* _Aim of the exercise_:
Copy the data from the line with "Task: locate the knit" up to and including the line with "<point>231,86</point>", replacing "a single pin per instance" with "one point per instance" and leaving everything else unchanged.

* _Records supplied_:
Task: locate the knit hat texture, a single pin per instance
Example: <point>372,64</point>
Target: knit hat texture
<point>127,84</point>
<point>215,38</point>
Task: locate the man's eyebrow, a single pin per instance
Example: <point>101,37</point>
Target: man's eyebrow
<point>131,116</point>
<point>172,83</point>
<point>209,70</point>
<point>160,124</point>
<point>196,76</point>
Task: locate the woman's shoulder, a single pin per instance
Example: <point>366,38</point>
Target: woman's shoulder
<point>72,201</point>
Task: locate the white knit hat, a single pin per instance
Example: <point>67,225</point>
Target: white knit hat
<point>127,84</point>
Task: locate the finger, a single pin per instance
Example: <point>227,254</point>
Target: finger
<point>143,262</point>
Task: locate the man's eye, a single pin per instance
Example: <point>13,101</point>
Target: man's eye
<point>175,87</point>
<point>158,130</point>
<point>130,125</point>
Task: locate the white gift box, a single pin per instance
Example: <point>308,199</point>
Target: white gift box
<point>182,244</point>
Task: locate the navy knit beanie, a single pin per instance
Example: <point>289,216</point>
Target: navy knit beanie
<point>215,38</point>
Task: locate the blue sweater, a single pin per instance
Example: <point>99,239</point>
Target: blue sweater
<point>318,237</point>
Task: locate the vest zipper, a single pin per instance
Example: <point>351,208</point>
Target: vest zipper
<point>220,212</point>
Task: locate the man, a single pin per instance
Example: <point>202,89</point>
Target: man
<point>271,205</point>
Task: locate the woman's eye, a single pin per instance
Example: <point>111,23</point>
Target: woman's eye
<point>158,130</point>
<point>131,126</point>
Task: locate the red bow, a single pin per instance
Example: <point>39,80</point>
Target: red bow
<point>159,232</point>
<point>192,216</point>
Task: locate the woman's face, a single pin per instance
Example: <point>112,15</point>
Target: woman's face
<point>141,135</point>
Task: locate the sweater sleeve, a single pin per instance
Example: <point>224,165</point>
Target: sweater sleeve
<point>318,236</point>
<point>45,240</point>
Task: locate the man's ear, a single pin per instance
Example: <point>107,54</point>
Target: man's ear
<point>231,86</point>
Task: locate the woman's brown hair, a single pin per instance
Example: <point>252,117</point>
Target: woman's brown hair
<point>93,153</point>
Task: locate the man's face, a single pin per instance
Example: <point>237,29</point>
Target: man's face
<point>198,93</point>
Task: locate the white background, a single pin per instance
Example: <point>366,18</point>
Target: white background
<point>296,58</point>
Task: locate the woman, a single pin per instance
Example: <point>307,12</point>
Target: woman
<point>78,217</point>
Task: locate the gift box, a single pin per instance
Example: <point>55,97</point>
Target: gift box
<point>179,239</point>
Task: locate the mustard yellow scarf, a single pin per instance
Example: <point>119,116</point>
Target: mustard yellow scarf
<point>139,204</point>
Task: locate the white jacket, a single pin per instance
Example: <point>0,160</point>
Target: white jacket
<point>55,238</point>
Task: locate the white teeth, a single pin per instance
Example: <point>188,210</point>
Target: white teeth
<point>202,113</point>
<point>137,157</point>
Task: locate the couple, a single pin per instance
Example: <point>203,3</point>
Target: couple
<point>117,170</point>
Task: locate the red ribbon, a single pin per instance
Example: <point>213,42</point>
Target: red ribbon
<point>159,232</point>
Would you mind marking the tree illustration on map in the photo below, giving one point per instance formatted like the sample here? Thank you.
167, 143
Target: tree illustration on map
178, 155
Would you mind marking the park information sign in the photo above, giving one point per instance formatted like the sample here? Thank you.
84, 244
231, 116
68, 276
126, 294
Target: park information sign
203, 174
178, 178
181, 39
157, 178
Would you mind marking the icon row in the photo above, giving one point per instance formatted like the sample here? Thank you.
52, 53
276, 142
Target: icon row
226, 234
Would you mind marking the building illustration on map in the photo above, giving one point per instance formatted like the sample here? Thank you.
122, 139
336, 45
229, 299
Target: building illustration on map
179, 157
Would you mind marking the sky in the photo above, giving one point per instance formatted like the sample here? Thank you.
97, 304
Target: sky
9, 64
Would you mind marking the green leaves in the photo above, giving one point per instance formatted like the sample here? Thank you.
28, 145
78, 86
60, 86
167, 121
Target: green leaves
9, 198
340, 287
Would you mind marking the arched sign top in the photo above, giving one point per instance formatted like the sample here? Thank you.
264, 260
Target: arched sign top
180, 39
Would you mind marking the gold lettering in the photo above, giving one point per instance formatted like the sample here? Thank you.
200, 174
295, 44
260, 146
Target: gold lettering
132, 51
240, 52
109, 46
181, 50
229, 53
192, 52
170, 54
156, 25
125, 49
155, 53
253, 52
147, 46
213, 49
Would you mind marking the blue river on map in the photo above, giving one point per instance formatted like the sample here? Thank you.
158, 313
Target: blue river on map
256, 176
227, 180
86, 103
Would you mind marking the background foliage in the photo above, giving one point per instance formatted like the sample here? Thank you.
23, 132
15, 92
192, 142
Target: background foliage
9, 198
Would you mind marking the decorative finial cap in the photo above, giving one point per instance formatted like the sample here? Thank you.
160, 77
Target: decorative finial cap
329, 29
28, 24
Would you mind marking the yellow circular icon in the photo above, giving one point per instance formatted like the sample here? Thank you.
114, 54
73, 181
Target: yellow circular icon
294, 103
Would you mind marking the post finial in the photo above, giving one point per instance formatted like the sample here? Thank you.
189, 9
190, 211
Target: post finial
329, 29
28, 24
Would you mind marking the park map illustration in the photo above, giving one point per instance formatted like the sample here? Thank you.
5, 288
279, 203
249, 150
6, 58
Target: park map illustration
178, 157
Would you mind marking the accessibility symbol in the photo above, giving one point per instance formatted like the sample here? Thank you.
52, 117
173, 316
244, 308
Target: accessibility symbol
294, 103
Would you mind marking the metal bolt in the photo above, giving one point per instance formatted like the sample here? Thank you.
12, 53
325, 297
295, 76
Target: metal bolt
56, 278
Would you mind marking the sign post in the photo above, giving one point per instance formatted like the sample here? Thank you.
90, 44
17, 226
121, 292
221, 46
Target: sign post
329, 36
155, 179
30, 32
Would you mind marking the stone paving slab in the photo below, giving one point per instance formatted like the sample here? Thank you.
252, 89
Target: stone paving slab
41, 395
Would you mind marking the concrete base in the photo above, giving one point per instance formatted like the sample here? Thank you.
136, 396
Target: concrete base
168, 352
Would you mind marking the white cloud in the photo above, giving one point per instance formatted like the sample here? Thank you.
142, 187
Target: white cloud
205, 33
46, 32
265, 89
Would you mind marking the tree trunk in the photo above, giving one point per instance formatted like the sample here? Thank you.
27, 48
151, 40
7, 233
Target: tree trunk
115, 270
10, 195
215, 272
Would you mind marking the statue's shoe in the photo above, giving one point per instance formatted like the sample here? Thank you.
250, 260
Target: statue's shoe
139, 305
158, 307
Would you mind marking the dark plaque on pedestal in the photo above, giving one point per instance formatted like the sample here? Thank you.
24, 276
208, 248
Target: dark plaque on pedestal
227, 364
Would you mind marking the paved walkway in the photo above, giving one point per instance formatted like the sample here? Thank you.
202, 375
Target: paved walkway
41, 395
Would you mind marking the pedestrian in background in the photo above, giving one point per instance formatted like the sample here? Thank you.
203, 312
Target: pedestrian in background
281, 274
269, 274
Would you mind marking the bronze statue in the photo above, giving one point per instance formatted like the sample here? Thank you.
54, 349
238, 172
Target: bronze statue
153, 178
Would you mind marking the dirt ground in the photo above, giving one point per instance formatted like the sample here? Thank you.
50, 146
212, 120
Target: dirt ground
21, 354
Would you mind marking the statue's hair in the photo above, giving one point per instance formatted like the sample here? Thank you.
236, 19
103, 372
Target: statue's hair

==

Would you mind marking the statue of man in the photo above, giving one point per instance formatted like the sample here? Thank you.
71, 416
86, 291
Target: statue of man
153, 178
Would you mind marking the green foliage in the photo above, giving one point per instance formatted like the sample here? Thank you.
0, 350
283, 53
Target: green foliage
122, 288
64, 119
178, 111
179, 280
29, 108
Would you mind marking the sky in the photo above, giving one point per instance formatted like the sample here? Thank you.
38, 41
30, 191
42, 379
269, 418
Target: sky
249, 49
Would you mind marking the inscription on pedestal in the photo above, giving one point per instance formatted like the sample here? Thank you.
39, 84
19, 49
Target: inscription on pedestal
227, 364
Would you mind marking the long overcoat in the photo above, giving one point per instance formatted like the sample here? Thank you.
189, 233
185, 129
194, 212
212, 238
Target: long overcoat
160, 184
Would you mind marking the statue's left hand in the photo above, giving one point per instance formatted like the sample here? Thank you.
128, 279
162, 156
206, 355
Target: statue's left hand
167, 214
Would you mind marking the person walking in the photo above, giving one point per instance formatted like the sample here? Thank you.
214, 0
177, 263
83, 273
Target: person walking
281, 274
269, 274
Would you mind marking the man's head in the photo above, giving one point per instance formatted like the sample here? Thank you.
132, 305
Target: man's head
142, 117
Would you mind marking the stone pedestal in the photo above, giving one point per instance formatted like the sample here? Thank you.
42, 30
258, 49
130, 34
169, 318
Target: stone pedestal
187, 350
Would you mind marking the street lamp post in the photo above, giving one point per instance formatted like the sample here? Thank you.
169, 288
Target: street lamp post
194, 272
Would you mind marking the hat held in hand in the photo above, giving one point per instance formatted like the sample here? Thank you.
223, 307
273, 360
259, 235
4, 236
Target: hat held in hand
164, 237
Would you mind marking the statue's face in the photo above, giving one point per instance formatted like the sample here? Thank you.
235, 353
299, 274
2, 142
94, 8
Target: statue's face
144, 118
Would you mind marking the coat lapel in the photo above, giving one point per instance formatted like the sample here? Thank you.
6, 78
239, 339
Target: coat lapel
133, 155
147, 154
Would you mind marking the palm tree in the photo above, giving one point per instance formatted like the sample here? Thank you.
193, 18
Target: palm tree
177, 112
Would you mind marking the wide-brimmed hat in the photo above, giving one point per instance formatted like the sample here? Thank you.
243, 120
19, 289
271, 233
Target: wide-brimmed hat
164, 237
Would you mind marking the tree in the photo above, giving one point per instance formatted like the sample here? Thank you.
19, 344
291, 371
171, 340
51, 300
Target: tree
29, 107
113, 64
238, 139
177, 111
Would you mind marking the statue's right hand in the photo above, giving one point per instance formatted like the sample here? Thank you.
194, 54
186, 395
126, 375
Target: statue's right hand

* _The completed task_:
Task: locate the knit hat texture, one point per instance
Example: <point>372,64</point>
Target: knit hat texture
<point>127,84</point>
<point>215,38</point>
Task: locate the man's eyebrow, one point per instance
Example: <point>101,37</point>
Target: man's eyebrow
<point>131,116</point>
<point>172,83</point>
<point>209,70</point>
<point>160,124</point>
<point>196,76</point>
Task: locate the woman's shoulder, one point per instance
Example: <point>366,38</point>
Target: woman's shoulder
<point>72,201</point>
Task: locate the white knit hat, one point per instance
Example: <point>67,225</point>
Target: white knit hat
<point>127,84</point>
Task: locate the finger, one point per instance
Example: <point>227,254</point>
Target: finger
<point>143,262</point>
Task: locate the man's eye, one point per instance
Example: <point>13,101</point>
Target: man's eye
<point>175,87</point>
<point>158,130</point>
<point>130,125</point>
Task: locate the white gift box, one point per instance
Example: <point>308,199</point>
Target: white gift box
<point>182,244</point>
Task: locate the navy knit beanie, one point per instance
Example: <point>289,216</point>
Target: navy knit beanie
<point>215,38</point>
Task: locate the blue sweater, one point per instance
Example: <point>99,239</point>
Target: blue sweater
<point>318,237</point>
Task: locate the vest zipper, one point per instance
Example: <point>351,208</point>
Target: vest zipper
<point>220,212</point>
Task: locate the man, one point per instance
Example: <point>202,89</point>
Target: man
<point>271,205</point>
Task: locate the woman's eye, one point per instance
Example: <point>111,23</point>
Target: woman's eye
<point>158,130</point>
<point>131,126</point>
Task: locate the red bow, one point per instance
Example: <point>39,80</point>
Target: red bow
<point>159,232</point>
<point>192,216</point>
Task: locate the woman's face, one point per instance
Example: <point>112,15</point>
Target: woman's face
<point>141,135</point>
Task: locate the sweater sleeve, one point per instance
Example: <point>224,165</point>
Target: sweater sleeve
<point>318,236</point>
<point>45,240</point>
Task: locate the man's ear, one point per instance
Example: <point>107,54</point>
Target: man's ear
<point>231,86</point>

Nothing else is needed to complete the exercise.